Please count the lines in the material below that contain the string "wall", matching case exactly, and reply with only that number.
◇ ◇ ◇ ◇
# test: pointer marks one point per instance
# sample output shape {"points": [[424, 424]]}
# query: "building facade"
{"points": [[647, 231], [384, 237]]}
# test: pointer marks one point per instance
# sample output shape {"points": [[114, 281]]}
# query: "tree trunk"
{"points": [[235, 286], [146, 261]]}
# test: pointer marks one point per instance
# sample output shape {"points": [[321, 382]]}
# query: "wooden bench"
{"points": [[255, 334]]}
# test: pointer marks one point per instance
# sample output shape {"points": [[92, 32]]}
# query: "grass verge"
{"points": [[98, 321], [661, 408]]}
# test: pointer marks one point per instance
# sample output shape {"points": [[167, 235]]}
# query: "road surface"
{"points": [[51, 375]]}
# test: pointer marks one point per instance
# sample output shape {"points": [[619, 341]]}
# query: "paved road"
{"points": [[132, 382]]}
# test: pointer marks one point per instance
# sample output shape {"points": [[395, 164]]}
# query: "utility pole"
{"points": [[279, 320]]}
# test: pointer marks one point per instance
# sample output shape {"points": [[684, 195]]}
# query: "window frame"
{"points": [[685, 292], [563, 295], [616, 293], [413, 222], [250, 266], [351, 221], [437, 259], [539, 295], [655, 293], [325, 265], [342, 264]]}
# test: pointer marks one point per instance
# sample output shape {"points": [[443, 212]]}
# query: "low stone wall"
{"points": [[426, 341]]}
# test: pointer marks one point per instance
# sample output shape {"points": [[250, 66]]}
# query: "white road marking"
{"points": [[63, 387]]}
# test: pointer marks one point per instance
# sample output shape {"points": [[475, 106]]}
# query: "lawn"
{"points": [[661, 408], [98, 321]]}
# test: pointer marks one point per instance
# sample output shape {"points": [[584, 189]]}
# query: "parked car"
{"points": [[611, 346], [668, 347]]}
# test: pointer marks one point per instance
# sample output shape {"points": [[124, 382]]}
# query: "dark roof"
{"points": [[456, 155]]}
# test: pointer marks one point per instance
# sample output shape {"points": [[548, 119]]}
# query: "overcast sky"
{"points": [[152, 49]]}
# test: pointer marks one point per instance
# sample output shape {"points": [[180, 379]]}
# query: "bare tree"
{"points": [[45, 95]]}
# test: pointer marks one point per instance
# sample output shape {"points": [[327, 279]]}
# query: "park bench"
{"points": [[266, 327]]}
◇ ◇ ◇ ◇
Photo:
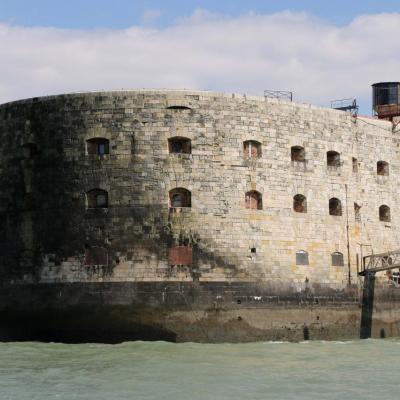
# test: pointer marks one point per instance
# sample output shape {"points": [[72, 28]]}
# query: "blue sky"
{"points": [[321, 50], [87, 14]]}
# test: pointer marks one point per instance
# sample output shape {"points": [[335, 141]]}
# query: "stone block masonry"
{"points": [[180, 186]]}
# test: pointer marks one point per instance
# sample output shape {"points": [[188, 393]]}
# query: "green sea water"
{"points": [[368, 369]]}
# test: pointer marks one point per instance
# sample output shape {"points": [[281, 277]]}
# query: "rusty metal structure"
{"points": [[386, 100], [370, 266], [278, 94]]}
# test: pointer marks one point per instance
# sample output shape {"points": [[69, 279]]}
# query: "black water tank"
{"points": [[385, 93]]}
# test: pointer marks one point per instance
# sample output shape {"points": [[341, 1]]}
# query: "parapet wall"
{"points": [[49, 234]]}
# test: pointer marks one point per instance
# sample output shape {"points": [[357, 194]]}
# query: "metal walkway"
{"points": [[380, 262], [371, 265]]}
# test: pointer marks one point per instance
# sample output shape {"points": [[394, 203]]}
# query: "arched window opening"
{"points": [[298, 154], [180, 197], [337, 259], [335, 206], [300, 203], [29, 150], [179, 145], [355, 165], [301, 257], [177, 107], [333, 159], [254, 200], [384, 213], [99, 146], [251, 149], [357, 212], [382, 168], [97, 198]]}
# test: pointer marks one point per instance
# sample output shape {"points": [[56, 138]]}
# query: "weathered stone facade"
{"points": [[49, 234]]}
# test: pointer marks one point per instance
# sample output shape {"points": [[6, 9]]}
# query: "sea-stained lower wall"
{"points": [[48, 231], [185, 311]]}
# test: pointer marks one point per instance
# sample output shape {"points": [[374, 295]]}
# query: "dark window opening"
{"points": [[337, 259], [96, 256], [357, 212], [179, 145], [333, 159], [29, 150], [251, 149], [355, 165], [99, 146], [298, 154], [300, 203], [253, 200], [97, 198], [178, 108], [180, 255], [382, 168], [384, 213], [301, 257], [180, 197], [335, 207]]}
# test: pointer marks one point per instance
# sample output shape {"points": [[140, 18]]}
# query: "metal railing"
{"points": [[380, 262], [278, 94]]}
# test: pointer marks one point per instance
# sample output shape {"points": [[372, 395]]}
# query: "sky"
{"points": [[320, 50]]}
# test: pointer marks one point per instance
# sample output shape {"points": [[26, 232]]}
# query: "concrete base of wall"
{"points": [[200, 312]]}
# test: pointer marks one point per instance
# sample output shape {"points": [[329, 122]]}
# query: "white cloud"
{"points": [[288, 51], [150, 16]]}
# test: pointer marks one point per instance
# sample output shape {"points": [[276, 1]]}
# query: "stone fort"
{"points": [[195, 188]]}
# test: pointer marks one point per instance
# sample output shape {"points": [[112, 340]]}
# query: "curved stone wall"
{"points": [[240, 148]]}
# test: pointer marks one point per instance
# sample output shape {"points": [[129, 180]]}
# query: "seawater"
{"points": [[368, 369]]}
◇ ◇ ◇ ◇
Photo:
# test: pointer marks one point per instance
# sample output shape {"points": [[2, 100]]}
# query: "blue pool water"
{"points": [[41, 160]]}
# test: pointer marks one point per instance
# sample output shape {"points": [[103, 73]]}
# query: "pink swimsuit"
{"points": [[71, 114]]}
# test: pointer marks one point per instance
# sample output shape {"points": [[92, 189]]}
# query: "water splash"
◇ ◇ ◇ ◇
= ANSWER IN FULL =
5